HOW TO COMPLETE THIS TASK:
The word "hair" marks the lines to keep; find each one in the data and copy it.

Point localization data
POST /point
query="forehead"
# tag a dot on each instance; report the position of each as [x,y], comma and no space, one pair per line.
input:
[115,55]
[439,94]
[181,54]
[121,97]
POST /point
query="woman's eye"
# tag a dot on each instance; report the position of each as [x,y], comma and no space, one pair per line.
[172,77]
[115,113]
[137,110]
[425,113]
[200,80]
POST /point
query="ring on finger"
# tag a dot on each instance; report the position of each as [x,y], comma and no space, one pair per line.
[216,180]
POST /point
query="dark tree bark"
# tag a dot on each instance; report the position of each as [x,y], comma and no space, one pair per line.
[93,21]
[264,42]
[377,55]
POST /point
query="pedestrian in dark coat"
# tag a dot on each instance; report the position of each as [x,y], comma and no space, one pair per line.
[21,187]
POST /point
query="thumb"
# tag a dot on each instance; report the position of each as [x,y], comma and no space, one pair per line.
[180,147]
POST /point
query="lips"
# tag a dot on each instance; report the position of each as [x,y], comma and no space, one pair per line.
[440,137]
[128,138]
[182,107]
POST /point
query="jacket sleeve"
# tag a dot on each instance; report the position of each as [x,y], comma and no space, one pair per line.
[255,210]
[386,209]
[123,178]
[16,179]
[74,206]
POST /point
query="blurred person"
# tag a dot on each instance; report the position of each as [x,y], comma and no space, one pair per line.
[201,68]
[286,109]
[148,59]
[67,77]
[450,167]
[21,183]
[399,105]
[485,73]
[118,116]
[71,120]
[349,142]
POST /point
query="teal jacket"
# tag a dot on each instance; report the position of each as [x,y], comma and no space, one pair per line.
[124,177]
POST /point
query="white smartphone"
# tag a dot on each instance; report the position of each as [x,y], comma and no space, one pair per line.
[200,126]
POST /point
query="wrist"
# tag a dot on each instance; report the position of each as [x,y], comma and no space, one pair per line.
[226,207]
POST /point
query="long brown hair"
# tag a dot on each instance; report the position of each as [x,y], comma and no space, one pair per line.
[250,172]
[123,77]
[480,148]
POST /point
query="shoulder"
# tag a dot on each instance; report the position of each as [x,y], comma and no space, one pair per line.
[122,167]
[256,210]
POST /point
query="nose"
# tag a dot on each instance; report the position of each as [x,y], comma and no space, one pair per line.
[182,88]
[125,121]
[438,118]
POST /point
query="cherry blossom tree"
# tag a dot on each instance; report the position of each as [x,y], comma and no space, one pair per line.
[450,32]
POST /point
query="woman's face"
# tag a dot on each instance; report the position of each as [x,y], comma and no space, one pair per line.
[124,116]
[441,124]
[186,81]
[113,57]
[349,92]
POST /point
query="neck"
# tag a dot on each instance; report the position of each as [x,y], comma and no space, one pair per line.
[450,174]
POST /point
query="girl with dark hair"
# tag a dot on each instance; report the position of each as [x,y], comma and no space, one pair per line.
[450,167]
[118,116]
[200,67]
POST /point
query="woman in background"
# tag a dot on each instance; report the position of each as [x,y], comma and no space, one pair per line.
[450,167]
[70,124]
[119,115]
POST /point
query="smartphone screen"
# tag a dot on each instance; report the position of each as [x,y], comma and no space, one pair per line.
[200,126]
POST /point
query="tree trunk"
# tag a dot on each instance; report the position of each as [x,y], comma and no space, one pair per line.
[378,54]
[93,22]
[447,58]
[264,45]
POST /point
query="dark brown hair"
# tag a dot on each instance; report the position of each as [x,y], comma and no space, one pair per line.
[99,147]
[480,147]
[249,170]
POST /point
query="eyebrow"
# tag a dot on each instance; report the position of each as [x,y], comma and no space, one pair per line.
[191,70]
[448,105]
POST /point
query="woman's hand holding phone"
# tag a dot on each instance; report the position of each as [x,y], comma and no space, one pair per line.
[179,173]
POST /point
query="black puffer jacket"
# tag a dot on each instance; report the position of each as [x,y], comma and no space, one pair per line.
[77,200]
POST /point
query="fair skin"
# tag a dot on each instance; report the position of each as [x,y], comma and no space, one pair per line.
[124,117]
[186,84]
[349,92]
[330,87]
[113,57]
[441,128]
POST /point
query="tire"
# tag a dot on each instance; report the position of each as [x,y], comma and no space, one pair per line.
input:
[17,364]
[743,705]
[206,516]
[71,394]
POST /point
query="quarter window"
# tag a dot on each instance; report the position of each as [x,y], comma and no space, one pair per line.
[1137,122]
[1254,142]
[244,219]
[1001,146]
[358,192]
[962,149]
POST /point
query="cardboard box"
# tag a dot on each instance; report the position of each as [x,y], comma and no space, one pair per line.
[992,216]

OUTPUT:
query="long brown hair"
query="girl with dark hair"
query="dark brown hair"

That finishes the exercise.